EXERCISE DETAILS: Gather every line below that contains the string "range", and copy each of those lines.
— Begin DATA SECTION —
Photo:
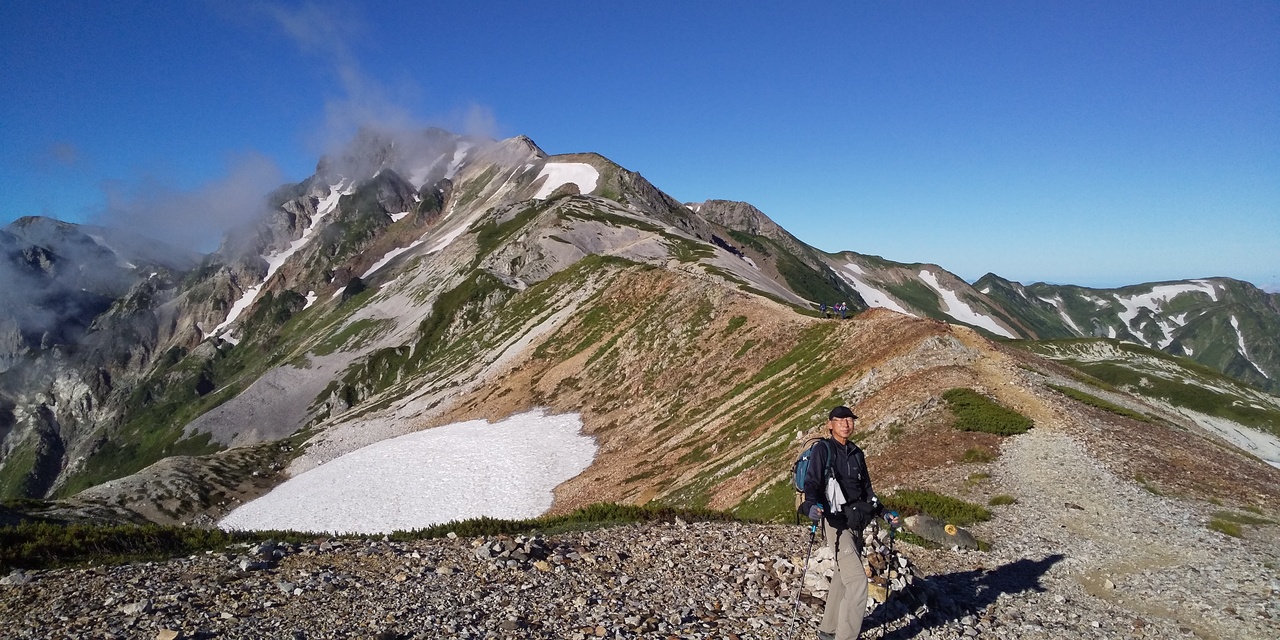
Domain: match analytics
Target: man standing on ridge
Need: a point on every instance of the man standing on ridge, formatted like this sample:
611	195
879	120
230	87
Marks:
839	492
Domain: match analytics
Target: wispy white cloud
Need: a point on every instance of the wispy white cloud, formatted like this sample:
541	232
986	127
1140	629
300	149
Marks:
195	218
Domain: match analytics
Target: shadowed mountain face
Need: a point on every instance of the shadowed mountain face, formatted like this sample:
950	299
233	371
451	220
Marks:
428	278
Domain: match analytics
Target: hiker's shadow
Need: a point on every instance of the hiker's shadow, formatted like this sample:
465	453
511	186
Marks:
967	593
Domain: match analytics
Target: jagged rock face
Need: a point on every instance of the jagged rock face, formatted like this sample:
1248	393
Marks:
415	279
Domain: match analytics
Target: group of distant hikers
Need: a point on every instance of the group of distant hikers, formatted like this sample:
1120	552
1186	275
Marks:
831	310
839	498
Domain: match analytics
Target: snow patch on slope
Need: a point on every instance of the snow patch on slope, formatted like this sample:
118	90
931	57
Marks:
273	261
1159	297
1235	324
429	478
562	173
871	295
1264	446
1061	311
961	311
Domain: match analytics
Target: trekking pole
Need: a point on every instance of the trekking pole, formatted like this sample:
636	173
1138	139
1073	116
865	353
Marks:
795	607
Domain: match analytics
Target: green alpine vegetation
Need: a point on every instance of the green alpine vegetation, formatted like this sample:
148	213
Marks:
976	412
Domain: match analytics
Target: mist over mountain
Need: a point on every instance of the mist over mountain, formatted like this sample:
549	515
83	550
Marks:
424	277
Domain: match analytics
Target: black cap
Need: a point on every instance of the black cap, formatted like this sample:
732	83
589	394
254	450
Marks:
841	411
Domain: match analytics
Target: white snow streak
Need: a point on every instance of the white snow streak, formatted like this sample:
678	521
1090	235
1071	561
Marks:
1235	324
391	255
961	311
871	295
1159	297
274	261
562	173
458	471
1061	310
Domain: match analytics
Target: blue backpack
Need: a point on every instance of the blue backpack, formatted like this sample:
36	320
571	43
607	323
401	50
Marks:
800	470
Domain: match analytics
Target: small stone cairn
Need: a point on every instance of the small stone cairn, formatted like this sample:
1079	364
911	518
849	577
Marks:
891	572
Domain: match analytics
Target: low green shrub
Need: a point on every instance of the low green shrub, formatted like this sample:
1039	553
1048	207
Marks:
586	517
977	456
942	507
976	412
35	545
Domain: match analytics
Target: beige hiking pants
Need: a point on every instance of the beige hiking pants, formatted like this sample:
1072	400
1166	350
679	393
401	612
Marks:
846	602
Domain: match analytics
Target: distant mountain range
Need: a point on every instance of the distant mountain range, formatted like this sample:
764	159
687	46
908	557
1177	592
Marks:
419	279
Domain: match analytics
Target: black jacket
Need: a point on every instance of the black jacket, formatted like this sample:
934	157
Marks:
849	466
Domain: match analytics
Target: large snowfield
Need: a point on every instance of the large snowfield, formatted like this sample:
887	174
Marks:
562	173
465	470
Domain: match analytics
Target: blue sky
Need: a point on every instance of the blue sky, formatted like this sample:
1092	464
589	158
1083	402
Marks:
1086	142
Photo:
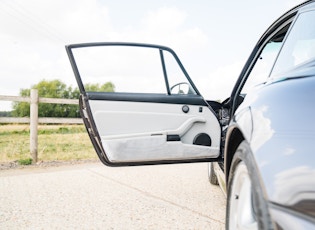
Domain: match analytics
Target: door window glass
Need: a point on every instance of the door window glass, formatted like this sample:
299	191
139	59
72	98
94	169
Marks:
129	69
299	47
263	66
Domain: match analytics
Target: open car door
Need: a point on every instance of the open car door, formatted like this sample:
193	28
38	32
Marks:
153	114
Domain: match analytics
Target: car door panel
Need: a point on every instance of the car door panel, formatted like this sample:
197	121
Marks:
147	131
132	128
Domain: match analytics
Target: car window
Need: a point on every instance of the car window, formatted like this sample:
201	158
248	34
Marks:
265	61
263	66
131	69
299	47
178	82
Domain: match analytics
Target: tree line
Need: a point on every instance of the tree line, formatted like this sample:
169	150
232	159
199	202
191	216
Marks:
56	89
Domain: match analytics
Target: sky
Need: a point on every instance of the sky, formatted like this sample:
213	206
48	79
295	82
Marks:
213	39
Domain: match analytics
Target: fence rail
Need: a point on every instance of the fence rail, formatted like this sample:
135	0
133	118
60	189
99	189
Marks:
34	120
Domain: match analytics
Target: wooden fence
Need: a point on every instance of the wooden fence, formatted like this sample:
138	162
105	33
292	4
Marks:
34	120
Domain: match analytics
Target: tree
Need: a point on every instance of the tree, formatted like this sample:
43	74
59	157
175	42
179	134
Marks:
56	89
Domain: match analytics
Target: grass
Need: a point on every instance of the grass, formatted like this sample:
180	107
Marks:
55	142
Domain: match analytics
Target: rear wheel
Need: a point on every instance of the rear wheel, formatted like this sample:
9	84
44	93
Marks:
211	174
246	206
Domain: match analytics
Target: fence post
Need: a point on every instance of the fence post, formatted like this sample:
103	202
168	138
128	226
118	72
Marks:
34	124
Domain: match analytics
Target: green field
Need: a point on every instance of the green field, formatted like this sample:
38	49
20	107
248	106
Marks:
55	142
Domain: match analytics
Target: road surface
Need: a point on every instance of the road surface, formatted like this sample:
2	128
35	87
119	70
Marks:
93	196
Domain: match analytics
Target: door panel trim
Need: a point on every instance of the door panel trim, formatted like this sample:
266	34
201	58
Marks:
148	97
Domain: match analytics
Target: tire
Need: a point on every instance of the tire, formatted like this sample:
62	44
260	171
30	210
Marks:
211	175
246	206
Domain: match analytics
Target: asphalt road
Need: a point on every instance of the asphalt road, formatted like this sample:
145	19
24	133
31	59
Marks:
93	196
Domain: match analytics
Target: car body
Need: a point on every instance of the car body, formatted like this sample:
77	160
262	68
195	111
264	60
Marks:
259	140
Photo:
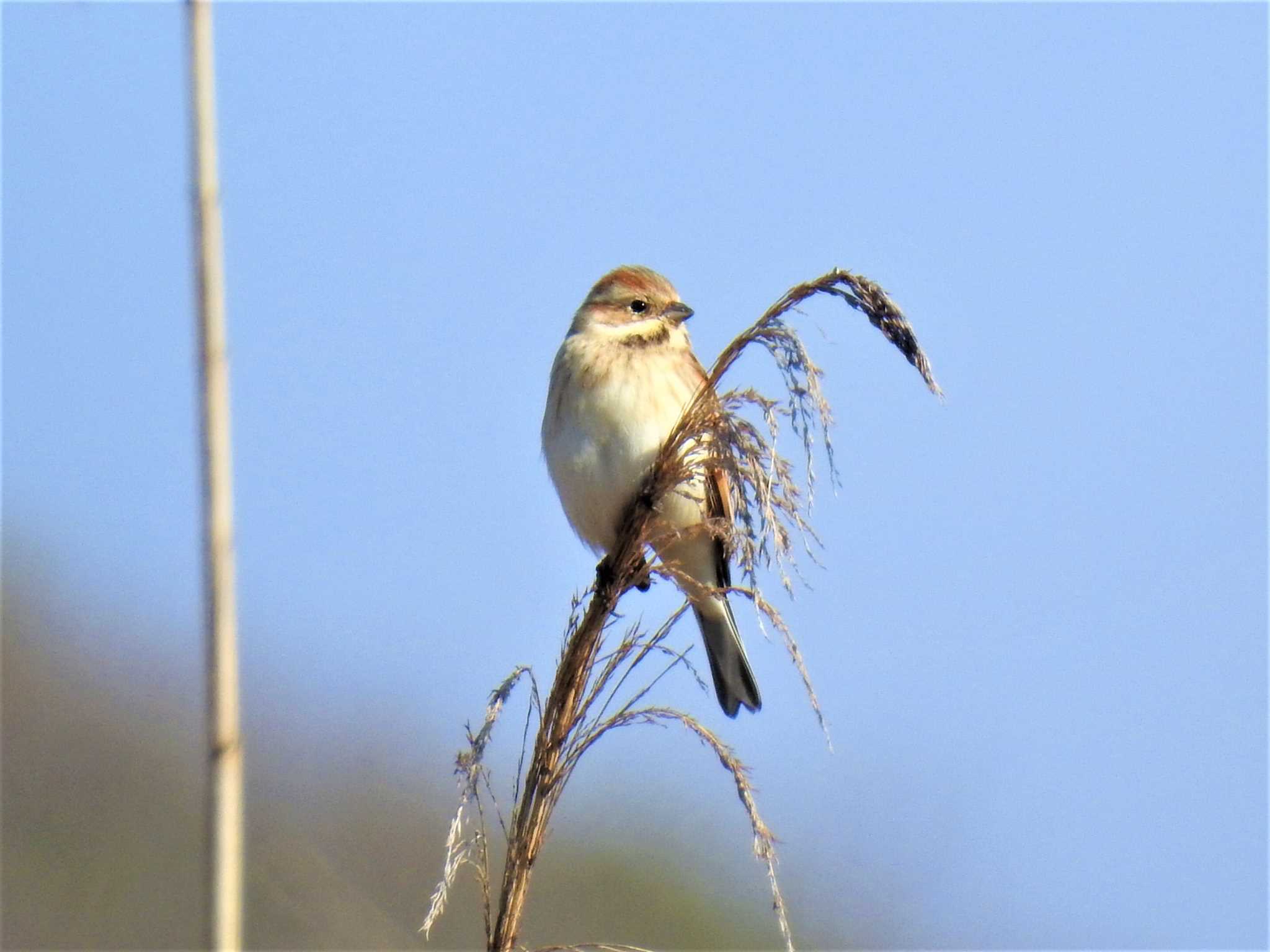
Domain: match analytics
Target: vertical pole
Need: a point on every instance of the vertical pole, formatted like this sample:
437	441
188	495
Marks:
225	767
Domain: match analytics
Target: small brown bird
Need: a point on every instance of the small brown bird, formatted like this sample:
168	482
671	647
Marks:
619	384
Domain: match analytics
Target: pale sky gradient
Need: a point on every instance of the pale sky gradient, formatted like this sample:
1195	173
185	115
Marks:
1041	630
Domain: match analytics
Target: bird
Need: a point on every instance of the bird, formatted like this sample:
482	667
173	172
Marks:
619	385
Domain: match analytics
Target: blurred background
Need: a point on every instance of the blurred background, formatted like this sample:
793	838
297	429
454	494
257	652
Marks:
1039	632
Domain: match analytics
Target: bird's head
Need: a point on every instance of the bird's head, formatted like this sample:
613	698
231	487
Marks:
631	295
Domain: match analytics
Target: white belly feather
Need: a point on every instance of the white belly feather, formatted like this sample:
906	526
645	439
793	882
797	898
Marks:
601	433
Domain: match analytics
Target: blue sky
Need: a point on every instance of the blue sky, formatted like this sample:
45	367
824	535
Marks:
1041	632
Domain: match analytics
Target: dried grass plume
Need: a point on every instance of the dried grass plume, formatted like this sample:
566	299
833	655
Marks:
593	691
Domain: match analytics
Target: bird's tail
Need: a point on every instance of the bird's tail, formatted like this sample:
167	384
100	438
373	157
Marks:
734	682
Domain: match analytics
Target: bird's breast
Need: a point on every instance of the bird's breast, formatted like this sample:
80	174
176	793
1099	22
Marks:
607	415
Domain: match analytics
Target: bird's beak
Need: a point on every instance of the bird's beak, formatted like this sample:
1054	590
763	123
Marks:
677	312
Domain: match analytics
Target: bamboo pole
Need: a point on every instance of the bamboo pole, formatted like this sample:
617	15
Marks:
225	767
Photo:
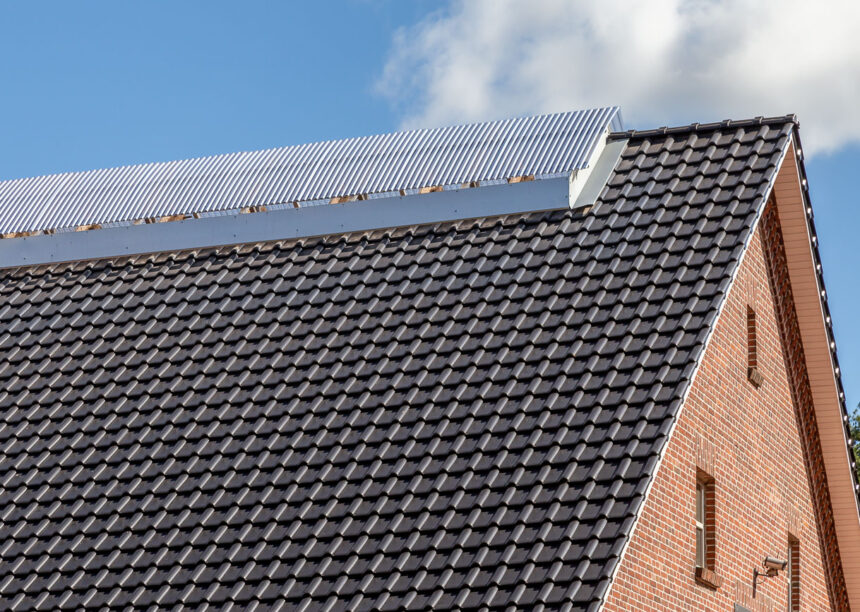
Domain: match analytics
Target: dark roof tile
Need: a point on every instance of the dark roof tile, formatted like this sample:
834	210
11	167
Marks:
343	420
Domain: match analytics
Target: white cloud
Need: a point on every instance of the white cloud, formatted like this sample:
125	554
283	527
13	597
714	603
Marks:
664	62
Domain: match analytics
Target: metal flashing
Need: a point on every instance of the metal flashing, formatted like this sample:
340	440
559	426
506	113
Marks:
287	223
543	146
586	184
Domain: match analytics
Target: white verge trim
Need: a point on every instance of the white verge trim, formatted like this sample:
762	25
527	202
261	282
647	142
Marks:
662	453
291	223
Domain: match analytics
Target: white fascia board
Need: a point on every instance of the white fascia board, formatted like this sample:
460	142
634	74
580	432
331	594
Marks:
287	223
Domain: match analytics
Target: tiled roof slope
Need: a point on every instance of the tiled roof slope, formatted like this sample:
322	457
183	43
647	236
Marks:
458	415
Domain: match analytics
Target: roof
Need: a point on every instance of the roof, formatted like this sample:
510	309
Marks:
461	413
543	146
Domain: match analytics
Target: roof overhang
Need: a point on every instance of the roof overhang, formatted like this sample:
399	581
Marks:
807	285
578	190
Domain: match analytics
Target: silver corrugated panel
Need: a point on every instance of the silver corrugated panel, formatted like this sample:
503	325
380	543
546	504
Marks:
544	145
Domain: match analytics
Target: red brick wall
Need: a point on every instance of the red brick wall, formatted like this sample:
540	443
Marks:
762	439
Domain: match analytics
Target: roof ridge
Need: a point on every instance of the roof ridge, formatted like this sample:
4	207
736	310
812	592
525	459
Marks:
706	127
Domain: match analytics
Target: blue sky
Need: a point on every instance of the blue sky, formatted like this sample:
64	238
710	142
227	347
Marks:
94	84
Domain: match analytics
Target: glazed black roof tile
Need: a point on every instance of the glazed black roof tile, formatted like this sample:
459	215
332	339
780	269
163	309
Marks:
464	414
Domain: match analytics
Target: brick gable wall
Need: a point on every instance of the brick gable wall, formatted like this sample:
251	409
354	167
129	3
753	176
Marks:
756	442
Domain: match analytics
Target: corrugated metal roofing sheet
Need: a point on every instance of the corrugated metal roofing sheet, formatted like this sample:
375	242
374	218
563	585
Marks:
544	145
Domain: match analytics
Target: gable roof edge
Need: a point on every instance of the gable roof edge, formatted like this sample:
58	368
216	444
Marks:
825	383
696	362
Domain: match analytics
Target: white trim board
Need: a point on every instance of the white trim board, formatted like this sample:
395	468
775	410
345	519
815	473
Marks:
290	223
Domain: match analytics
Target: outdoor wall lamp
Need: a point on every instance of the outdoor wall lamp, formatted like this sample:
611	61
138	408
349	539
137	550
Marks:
772	565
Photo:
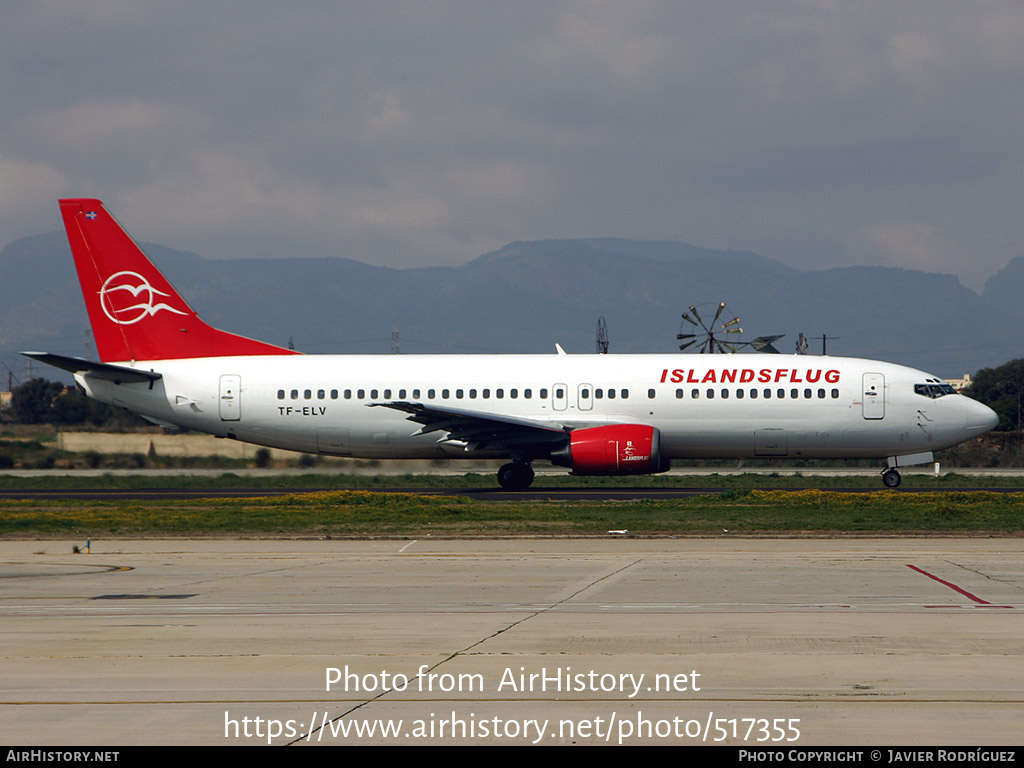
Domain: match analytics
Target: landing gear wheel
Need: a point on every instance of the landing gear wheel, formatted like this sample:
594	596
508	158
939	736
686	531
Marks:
515	476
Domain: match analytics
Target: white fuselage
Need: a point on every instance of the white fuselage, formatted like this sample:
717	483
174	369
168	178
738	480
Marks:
742	406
— End DATA SECTION —
OUTPUT OF THE EXERCISE:
Target: distant mountain range
Need: a point on every instance of the distant mountain range, formatted like this sample:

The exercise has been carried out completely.